[Referring expression data]
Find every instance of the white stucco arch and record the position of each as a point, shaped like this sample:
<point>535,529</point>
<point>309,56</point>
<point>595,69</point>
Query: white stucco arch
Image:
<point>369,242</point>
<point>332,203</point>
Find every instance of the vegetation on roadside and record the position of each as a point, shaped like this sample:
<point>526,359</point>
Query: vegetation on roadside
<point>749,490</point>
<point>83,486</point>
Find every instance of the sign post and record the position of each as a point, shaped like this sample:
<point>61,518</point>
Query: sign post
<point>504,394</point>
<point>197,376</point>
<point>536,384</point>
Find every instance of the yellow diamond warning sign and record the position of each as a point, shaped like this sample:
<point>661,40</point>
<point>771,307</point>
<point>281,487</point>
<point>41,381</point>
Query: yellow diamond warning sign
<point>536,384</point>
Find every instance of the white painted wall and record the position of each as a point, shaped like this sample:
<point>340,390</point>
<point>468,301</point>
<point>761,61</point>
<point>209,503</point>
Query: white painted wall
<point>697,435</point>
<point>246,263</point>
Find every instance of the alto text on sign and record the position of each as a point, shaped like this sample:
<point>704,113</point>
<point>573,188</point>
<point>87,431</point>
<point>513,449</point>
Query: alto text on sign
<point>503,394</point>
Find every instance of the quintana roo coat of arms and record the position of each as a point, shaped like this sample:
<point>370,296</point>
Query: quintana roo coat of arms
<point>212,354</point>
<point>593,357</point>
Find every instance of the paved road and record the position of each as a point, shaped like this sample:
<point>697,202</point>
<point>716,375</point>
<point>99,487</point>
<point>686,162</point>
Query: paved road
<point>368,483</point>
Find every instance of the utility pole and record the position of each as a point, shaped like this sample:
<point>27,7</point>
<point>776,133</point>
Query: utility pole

§ ABOUT THIS EXERCISE
Copy each record exactly, leaving nothing out.

§ SOLUTION TO THE EXERCISE
Find every instance of the white stucco arch and record the position of each as a point, shaped like this sample:
<point>535,529</point>
<point>309,56</point>
<point>595,69</point>
Query: white stucco arch
Image:
<point>369,242</point>
<point>332,203</point>
Find every instance of the vegetation on roadside and record the position of each as a point, shaped like this sample:
<point>526,359</point>
Query: vegetation on roadside
<point>749,490</point>
<point>83,486</point>
Find every instance of the sign post and record the position of each as a point, shaped like this sample:
<point>61,518</point>
Query: sign post
<point>504,394</point>
<point>197,376</point>
<point>536,384</point>
Find every instance of the yellow diamond warning sign and record the position of each as a point, shaped like this sample:
<point>661,40</point>
<point>771,307</point>
<point>281,487</point>
<point>41,381</point>
Query: yellow diamond warning sign
<point>536,384</point>
Find every instance of the white painted wall and record the position of each as a point, shaped like this sample:
<point>340,390</point>
<point>468,301</point>
<point>761,61</point>
<point>209,503</point>
Query: white painted wall
<point>697,435</point>
<point>246,263</point>
Find every instance of the alto text on sign and record the position of each as a point, shaped like this sample:
<point>704,113</point>
<point>573,188</point>
<point>87,431</point>
<point>513,449</point>
Query: alto text on sign
<point>503,394</point>
Find every instance of the quintana roo coat of arms and record the position of each as a point, shaped like this sample:
<point>370,296</point>
Query: quintana roo coat of arms
<point>212,354</point>
<point>593,357</point>
Find every instance of the paved road and record the position of each as a point, shaped like this sample:
<point>697,202</point>
<point>716,375</point>
<point>99,487</point>
<point>686,162</point>
Query: paved road
<point>368,483</point>
Find every instance of the utility pole and record the position of each as a point, shaped like this sample:
<point>27,7</point>
<point>776,133</point>
Query: utility pole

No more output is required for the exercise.